● What to produce: Extend the essay about luck with a few more paragraphs, starting after its final sentence.

● Passage:
“Feeling lucky, punk?” is what Dirty Harry said to a lowlife when the guy thought he was out of bullets and Harry wasn’t so sure himself. So the guy reaches for his gun and it turns out that wasn’t his lucky day after all. Kapow! Luck is a curious thing. There’s a show on TV called “Lucky To Be Alive.” On that show are all sorts of people who had near-death experiences, everyone from those mauled by bears and sharks to airplane crash survivors. The question here is, how lucky is it to get attacked by a grizzly bear or be in a plane crash? Those things don’t happen to all that many people. Wouldn’t the lucky people be the ones who were standing right next to the guy who was attacked by the bear and didn’t get mauled? Or the guy who missed that airplane flight? Seems like they were the lucky ones, no?
Years ago there was a news report of a circus elephant going ballistic and attacking people in the crowd. Now, an angry elephant is no joke, two tons of mean that can move a lot quicker than you would think and do a hell of a lot of damage swiftly. Anyway, this elephant killed its trainer and started attacking people in the stands. This went on for a while until a swat team could be summoned with a gun powerful enough to stop a rampaging elephant. So, what was the focus of the story? You got it, a “lucky little boy,” some poor kid who was badly injured by the elephant but somehow survived. You have to wonder how lucky Peewee felt when he woke up in a hospital in a body cast with tubes sticking out of him. The kid in the next seat who didn’t get a scratch? Well, there’s no story there, so the boy in the body cast became the “lucky one.” Some luck.
Just recently in Boston a police officer was shot twice in the face with a high-caliber pistol by a bad guy, usually a fatal occurrence. MIraculously the guy survived, and not only that, did so in a pretty short time. He says he too feels “very lucky.” Well, good for him, he’s a brave and dedicated police officer who will soon be returning to his job. Society needs people like him and we owe them a debt of gratitude. But society sure doesn’t have to consider him lucky for being shot in the face with a powerful hand gun. Twice, no less. Not too many of us would be grateful for that opportunity to celebrate ur good fortune. We consider his fellow officers the lucky ones, the ones who were also chasing that bad guy and did not get shot in the face.

● Data provided:
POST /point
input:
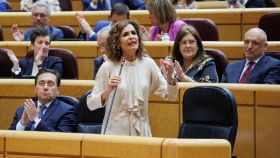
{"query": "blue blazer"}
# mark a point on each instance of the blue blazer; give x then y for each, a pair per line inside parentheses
(98, 26)
(51, 62)
(97, 63)
(59, 117)
(132, 4)
(266, 71)
(55, 33)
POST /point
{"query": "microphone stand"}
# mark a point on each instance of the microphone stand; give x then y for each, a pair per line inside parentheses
(114, 94)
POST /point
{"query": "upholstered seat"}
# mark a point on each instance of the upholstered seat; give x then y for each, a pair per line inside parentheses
(89, 121)
(205, 27)
(270, 24)
(220, 60)
(5, 64)
(1, 34)
(70, 64)
(68, 31)
(209, 112)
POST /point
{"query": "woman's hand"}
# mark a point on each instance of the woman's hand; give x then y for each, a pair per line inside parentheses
(145, 34)
(83, 24)
(17, 33)
(112, 84)
(180, 73)
(167, 66)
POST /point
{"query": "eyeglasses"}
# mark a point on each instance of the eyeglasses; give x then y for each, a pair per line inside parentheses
(254, 43)
(42, 15)
(186, 42)
(49, 84)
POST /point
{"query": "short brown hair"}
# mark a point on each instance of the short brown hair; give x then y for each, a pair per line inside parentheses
(200, 54)
(112, 45)
(163, 10)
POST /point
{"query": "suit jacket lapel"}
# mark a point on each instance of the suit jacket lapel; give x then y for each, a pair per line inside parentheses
(238, 71)
(255, 72)
(50, 110)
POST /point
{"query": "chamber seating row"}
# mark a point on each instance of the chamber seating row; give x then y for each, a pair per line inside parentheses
(258, 112)
(230, 29)
(44, 144)
(87, 51)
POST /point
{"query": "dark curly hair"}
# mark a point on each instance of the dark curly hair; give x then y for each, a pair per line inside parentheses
(113, 49)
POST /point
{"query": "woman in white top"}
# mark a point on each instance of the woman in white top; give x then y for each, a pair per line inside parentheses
(27, 4)
(139, 76)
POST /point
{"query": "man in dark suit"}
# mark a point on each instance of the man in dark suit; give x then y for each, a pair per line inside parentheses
(40, 17)
(256, 67)
(93, 5)
(119, 13)
(48, 113)
(29, 66)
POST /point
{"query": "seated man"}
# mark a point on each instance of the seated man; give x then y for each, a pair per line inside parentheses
(119, 13)
(41, 17)
(93, 5)
(101, 41)
(257, 67)
(48, 113)
(29, 66)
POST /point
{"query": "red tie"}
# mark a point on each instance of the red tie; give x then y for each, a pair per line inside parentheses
(246, 73)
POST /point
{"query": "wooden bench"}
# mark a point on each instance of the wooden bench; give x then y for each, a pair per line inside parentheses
(87, 51)
(258, 111)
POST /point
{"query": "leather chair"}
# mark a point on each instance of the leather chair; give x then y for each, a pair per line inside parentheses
(1, 34)
(70, 64)
(209, 112)
(5, 64)
(68, 31)
(275, 55)
(65, 5)
(89, 121)
(206, 28)
(269, 23)
(220, 60)
(270, 3)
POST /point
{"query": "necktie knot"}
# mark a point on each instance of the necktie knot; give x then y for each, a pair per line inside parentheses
(247, 72)
(42, 108)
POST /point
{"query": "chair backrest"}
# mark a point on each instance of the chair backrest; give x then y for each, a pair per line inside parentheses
(210, 5)
(206, 28)
(270, 24)
(209, 112)
(270, 3)
(69, 60)
(89, 121)
(5, 64)
(220, 60)
(1, 34)
(275, 55)
(68, 31)
(65, 5)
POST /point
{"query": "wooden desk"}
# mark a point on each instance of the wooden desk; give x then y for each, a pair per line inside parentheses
(87, 51)
(258, 112)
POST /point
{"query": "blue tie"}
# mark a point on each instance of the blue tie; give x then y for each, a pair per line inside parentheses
(40, 114)
(42, 108)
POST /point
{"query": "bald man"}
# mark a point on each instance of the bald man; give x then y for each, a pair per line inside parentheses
(256, 67)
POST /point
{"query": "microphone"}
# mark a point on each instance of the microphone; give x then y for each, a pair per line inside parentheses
(113, 98)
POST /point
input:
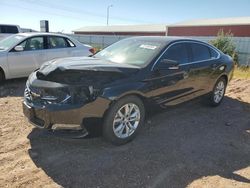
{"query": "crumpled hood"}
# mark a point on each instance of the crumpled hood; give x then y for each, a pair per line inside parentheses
(83, 70)
(82, 63)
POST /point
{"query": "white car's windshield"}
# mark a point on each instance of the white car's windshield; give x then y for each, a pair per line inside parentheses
(131, 51)
(10, 41)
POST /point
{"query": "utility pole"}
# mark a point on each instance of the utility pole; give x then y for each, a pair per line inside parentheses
(108, 13)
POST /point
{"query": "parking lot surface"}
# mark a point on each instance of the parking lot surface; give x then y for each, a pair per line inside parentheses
(190, 145)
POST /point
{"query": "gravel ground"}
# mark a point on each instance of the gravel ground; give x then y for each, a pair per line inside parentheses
(190, 145)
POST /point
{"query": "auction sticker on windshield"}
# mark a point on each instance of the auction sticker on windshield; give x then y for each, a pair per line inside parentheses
(150, 47)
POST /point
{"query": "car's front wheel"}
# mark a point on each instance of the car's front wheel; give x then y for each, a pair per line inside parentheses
(218, 92)
(123, 120)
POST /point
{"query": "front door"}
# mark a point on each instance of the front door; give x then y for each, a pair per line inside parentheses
(170, 81)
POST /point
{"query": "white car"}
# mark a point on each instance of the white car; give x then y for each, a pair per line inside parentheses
(23, 53)
(7, 30)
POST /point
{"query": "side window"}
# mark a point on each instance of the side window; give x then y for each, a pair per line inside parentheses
(57, 42)
(200, 52)
(177, 52)
(213, 53)
(35, 43)
(8, 29)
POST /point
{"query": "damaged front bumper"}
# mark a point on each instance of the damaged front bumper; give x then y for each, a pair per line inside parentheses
(48, 114)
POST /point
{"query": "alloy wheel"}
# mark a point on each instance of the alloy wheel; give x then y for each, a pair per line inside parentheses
(126, 120)
(219, 91)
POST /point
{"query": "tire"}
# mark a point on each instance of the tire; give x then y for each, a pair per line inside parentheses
(2, 77)
(123, 120)
(218, 92)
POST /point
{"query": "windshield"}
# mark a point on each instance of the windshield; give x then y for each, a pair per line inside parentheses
(10, 41)
(132, 51)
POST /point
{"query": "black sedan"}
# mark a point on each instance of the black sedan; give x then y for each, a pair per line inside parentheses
(118, 82)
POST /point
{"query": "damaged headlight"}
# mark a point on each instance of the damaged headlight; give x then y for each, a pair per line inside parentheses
(56, 96)
(61, 95)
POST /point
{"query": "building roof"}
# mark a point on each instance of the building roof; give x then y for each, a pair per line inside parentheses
(124, 28)
(214, 22)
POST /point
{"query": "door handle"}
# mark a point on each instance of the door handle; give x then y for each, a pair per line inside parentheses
(214, 66)
(174, 67)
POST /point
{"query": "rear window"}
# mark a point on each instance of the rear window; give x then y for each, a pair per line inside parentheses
(8, 29)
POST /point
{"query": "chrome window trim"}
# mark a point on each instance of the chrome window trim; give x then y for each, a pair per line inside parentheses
(193, 62)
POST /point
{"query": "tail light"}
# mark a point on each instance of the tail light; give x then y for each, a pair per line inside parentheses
(92, 50)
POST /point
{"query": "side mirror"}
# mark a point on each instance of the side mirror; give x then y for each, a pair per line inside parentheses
(169, 64)
(19, 48)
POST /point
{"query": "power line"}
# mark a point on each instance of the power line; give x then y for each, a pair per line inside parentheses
(75, 10)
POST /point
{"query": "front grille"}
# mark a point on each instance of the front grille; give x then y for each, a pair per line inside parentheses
(32, 94)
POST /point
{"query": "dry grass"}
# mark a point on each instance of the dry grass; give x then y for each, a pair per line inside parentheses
(242, 73)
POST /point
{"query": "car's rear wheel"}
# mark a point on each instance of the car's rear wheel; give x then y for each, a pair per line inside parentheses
(123, 120)
(2, 77)
(218, 92)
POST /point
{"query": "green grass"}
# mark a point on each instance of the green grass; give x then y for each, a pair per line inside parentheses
(242, 72)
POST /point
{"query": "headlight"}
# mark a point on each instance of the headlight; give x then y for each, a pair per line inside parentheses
(56, 96)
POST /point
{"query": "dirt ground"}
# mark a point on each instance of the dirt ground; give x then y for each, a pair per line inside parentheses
(190, 145)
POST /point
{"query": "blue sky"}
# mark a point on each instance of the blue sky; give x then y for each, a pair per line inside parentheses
(66, 15)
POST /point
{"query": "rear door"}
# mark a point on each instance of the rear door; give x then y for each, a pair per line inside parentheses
(204, 62)
(22, 63)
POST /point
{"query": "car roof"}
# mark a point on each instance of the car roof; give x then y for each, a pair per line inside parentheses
(31, 34)
(166, 39)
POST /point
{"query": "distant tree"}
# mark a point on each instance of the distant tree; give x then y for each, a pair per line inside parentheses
(224, 42)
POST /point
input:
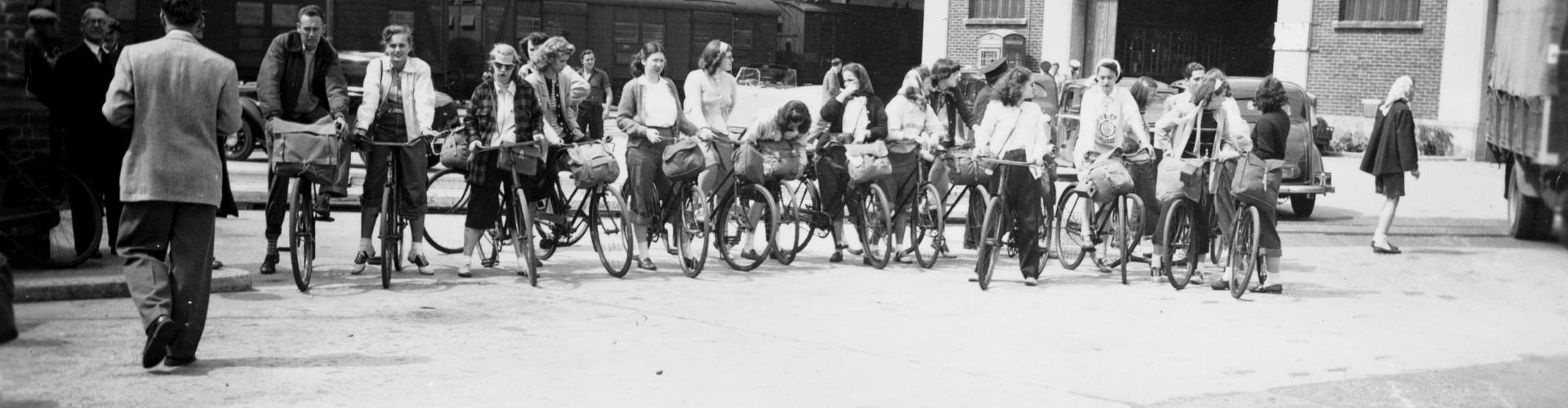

● Task response:
So, what is luck? Most of us would agree it is not so lucky to get half-eaten by a wild animal, go down in flames in an aircraft, get trampled by a circus elephant or shot in the face a couple of times. Those are not lucky things to happen, not like finding a four leaf clover or winning the lotto or meeting the love of your life or something. Those are lucky things. Unless maybe bad luck counts. There’s always that to consider, and we all seem to have our share of bad luck. And you can avoid needing luck to get by. For example, you’ll never need to be rescued from the side of a cliff by helicopter all battered and broken if you simply do not go mountain climbing. That’s pretty much a no-brainer. If you don’t want to drown, don’t go swimming.
But we are not like that, us humans. We climb mountains, we go skiing, we swim in shark-infested oceans, go hiking in bear country and patrol dangerous streets in cop cars. We take chances. Hell, just leaving the house to buy some smokes and a newspaper can be a risk. You have no idea how efficiently the driver of that giant dump truck maintains his brakes, yet you cross the street anyway. While you know that a certain amount of people get squashed by dump trucks with weak brakes every year, you trust in fate that today won’t be your day to get mashed. You mingle with other people, share their germs, maybe get sick, maybe not. Maybe you get someone else sick. Anything can happen anytime to anyone. The temptation might just be to lay low at home to avoid calamities.
But there are risks involved in sitting at home too. The gas could leak and blow you up or the roof could collapse on your head while you’re sitting around playing it safe. A tornado could tear up the joint and land you somewhere other than Kansas. You just never know. So we all need a certain measure of luck in this dangerous world. Like the song says, “No one here gets out alive.” The trick is to live as long as you can. Some of us are luckier than others in that regard. Who hasn’t been to the funeral of a person dead before their time for one reason or another? Unless the person was some sort of daredevil or the girlfriend of Phil Spector, it’s always a surprise and beyond explanation. So, do we stop living the life we want to live just to stay alive longer? Just do nothing? That’s no answer since that’s like being dead anyway. No, you just go about your business and hope for the best, trying not to be too reckless or do too many stupid things.
And you just hope your good luck isn’t the kind that gets you on that Lucky To Be Alive show. You want to be the lucky one without the facial reconstructive surgery and all kinds of hardware holding your body together, or the guy being interviewed by some dopey reporter with your jaw wired shut telling his TV audience how very fortunate you are, with you cursing the fact that you’re in traction and unable to bash his fool head in with your bed pan. Towards that end, most of us don’t seek out confrontations with irritable and hungry giant predators, drive our cars 100 miles an hour or tell a biker gang you think they’re a bunch of ugly sissies. Life is dangerous enough just doing regular stuff without asking for more grief. No sense pushing our luck, such as it is.